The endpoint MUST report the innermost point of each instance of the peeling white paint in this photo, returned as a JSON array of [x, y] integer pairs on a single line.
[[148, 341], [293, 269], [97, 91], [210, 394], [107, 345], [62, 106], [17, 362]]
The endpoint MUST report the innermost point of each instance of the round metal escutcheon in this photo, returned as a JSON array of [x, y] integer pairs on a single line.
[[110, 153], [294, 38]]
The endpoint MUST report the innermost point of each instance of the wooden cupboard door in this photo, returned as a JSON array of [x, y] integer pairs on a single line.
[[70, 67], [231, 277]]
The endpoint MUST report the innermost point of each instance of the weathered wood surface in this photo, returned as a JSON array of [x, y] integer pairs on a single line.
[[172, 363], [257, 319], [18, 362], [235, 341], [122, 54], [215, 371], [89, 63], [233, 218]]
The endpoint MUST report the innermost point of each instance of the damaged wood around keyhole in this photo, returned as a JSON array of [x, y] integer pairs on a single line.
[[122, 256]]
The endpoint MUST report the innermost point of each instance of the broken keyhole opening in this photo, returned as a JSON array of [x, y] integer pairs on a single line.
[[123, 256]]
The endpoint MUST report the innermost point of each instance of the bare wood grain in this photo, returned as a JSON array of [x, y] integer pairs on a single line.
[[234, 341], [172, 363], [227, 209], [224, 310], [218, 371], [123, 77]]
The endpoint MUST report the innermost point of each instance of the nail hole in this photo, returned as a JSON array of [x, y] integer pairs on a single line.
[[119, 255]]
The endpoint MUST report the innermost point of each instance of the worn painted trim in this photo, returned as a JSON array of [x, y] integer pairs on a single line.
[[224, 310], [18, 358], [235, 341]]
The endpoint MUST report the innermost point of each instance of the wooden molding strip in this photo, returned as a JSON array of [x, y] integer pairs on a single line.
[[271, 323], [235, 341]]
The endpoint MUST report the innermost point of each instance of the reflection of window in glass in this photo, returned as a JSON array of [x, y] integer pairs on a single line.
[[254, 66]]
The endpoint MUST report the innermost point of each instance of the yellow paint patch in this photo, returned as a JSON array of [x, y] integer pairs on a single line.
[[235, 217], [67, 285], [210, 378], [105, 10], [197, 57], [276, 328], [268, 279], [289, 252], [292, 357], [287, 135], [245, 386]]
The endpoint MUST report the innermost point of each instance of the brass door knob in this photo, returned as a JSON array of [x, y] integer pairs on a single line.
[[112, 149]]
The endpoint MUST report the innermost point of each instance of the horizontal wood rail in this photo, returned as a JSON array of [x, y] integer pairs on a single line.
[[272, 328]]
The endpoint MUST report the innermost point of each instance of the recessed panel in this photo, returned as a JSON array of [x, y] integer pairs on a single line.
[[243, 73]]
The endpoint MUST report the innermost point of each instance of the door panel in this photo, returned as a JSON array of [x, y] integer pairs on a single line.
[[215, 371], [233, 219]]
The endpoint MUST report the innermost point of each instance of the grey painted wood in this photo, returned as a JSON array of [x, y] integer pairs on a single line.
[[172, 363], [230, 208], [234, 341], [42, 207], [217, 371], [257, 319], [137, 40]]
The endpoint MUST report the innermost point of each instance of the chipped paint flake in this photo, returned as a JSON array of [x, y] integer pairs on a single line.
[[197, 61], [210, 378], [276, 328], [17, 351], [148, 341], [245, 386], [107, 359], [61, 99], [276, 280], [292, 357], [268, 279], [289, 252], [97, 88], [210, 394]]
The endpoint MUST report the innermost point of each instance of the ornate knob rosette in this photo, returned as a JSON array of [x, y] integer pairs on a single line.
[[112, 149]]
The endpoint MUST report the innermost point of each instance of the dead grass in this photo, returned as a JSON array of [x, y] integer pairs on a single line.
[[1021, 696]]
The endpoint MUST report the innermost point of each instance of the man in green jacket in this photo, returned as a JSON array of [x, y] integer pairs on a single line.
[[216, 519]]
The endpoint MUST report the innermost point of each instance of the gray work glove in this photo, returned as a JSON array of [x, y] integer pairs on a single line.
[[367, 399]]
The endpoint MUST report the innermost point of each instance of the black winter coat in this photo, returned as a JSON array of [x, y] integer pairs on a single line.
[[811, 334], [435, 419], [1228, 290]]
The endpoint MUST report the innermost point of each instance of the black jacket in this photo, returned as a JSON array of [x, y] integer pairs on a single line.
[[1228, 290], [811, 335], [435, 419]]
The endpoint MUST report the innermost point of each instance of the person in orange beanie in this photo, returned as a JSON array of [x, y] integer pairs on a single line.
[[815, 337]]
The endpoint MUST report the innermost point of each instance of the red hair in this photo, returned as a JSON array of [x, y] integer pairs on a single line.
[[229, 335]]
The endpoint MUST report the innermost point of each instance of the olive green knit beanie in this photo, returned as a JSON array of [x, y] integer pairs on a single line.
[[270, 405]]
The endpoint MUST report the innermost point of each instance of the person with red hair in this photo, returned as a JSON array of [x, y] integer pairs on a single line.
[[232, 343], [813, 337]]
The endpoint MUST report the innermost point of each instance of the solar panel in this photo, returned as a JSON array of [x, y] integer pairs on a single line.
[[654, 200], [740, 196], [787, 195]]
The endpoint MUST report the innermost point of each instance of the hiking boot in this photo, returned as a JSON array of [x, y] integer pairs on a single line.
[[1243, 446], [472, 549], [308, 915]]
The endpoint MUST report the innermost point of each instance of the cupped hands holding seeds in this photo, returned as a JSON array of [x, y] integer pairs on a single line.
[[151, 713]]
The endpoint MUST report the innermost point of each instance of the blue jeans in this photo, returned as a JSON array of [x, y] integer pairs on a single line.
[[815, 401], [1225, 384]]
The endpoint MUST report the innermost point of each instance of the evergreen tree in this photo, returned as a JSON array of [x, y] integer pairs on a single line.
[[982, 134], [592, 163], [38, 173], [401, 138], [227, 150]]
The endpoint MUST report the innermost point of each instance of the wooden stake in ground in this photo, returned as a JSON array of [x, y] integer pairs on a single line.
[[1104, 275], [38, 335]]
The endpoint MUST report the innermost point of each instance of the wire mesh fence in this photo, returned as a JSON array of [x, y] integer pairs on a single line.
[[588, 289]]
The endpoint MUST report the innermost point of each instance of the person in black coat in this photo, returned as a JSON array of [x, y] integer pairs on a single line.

> WORK TO BE COMPLETED:
All the lines above need to be printed again, exactly.

> EXPECTED ANSWER:
The endpoint MUST report the innermost point of each instance of the peeling white paint in this photo, returned as a JSON array of [x, y] integer pairs on a single line.
[[148, 341], [293, 269], [97, 91], [210, 394], [107, 345], [62, 106], [17, 362]]
The endpoint MUST report the innermost point of each instance of the round metal escutcheon in this photo, returned as a JSON array of [x, y] integer pairs on a single line.
[[110, 153], [294, 38]]
The endpoint MUST report the innermost point of each instance of the wooden cupboard door in this photo, returned as a JSON array of [x, y] integer pairs on a single line.
[[70, 67], [231, 277]]
The endpoint MUST report the innermost point of each instance of the weathered wood surface in this photo, returned as a JSON array of [x, y] integer pairs on a single line.
[[172, 363], [257, 319], [18, 362], [235, 341], [122, 54], [215, 371], [89, 63], [233, 218]]
The endpoint MUST report the innermost point of each instance of the damaged wood around keyhole in this photo, returned as a JSON array of [x, y] integer pairs on a single line.
[[122, 256]]
The endpoint MUST report the innermost point of each instance of the broken keyhole opening in this photo, returned as a JSON array of [x, y] integer pairs on a single line.
[[123, 256]]
The endpoint MUST report the innermost point of each instance of the bare wood grain in this photo, returned as a JSON array of [x, y] integer pairs on a single line.
[[234, 341], [172, 363], [227, 209], [224, 310], [218, 371], [123, 77]]
The endpoint MUST report the innermost point of each instance of the nail hole in this photo, returned as a JSON array of [x, y] integer pairs on a single line.
[[119, 255]]
The endpoint MUST report the innermost point of each instance of the worn painted trim in this photo, returned as a JSON array of [x, y] integer pairs on a single line.
[[224, 310], [18, 358], [235, 341]]
The endpoint MUST report the innermost point of each instance of the wooden molding strip in this photo, returned as a JSON array of [x, y] integer pairs on a single line.
[[271, 323], [235, 341]]
The endpoint MUST report the innermost point of each instance of the reflection of window in glass in this photo, returned as a JSON array of [x, y] integer pairs on a single line.
[[254, 66]]
The endpoint MUST report the innermost point of each instance of the yellow paint patch in this photo, returned as a JSON array of [x, y] integer pairs on a single line.
[[235, 217], [67, 285], [210, 378], [105, 10], [197, 57], [276, 328], [268, 279], [289, 252], [292, 357], [287, 135], [245, 386]]
The endpoint MUST report the innermost point of each instance of the brass door knob in this photo, returned as a JSON array of [x, y] integer pairs on a single line.
[[112, 149]]
The endpoint MUST report the innermost point of each instance of the horizontal wood rail in this photo, returned as a JSON array of [x, y] integer pairs on a single line.
[[272, 328]]
The endpoint MUST report the innermost point of each instance of the recessed panel in this photo, returned as a JSON array of [x, y] integer pairs on a single line.
[[243, 73]]
The endpoint MUST report the innermost point of each instance of the door panel in this photo, returned as a JSON array of [x, y] integer pairs on a single line.
[[215, 371], [233, 219]]
The endpoint MUST report the innermost point of each instance of the grey painted wood in this photo, returned as a JSON array of [x, y] integer pairs on a single line.
[[172, 363], [230, 208], [234, 341], [42, 207], [217, 371], [257, 319], [137, 40]]
The endpoint MUST report the innermost point of each instance of the chipped paint flake in this photo, returned as a JSON array of [x, y] integer pairs on a single line.
[[197, 61], [210, 378], [276, 328], [17, 351], [148, 341], [245, 386], [107, 359], [61, 99], [276, 280], [292, 357], [268, 279], [289, 252], [97, 88], [210, 394]]
The endpoint MUST report the innermost point of each instance of the ornate knob rosette in this photo, returned as a JSON array of [x, y] integer pairs on a single line.
[[112, 149]]
The endpoint MUST report the innermost point of each instance of the dead grass in this photo, returned as a JSON array of [x, y] integer pairs on a single line.
[[1021, 696]]
The endpoint MUST report the innermost point of each instance of the man in green jacket in this photo, returned as a JSON array of [x, y] integer pairs on a single line.
[[216, 519]]
The endpoint MUST report the innermost point of each instance of the gray work glove in this photo, returned as a JSON array of [x, y] integer pairs on a single line.
[[367, 399]]
The endpoint MUST report the innermost point of each instance of the black winter coat in this photo, returned as a JSON array of [x, y] integer pairs on a single line.
[[811, 334], [435, 419], [1228, 290]]
The endpoint MUST report the innermost point of each instance of the black jacket in this photo, returned as a JSON array of [x, y] integer pairs on a single line.
[[1228, 290], [811, 335], [435, 419]]
The endpoint MUST report the innermost point of each instance of the person in orange beanie in this photo, returned as a JSON array of [x, y] integer pairs on a single line.
[[815, 337]]
The endpoint MUST report the innermost point of each instance of the red hair in this photo, returned as a JSON array of [x, y] integer pairs on a single line.
[[229, 335]]
The endpoint MUST report the innermost point of each instance of the olive green knit beanie in this photo, returned as a JSON array of [x, y] integer pairs on a single line.
[[270, 405]]
The endpoint MUST report the innermost point of each instance of the person with red hair in this photo, returned as a JSON array of [x, y] integer pairs on a single line.
[[232, 343], [813, 337]]
The endpoint MUST report the innermost point of each instance of the solar panel in this photo, returned as a JSON array of [x, y] integer pairs on a single line.
[[654, 200], [740, 196], [787, 195]]
The endpoint MUST report the innermost point of each instance of the hiking boot in this photo, returned as a JSON array of [x, y] integer pairs on a single line.
[[1243, 446], [472, 549], [308, 915]]
The endpoint MUST report the innermost point of each instance of the cupped hands holding seeds in this photo, returned as a JSON array of [x, y] integer pairs on a single line.
[[151, 713]]
The endpoint MUST report the innermost point of each instance of the blue jeans in this photo, returned as a JSON array of [x, y] integer pairs on a single line.
[[815, 401], [1225, 384]]
The endpoint MUST report the innermost point of each instance of the evergreen tree in this photo, returned as a JSON array of [x, y] integer pairs on a single line.
[[982, 134], [592, 163], [38, 173], [401, 138], [227, 150]]
The endpoint MUST report the innermost point of each instance of the wooden stake in ground in this photo, returned as a JSON array of [x, y] integer pairs on a single line.
[[1104, 275], [38, 335]]
The endpoint MUST report the innermost point of each instance of the wire mesh fence in this photo, returned as a JSON array of [x, y] integer pairs on a single line.
[[588, 289]]
The endpoint MUST report the innermost point of each instance of the person in black coat in this photo, returned as a JSON array of [x, y] integer pairs on a single line.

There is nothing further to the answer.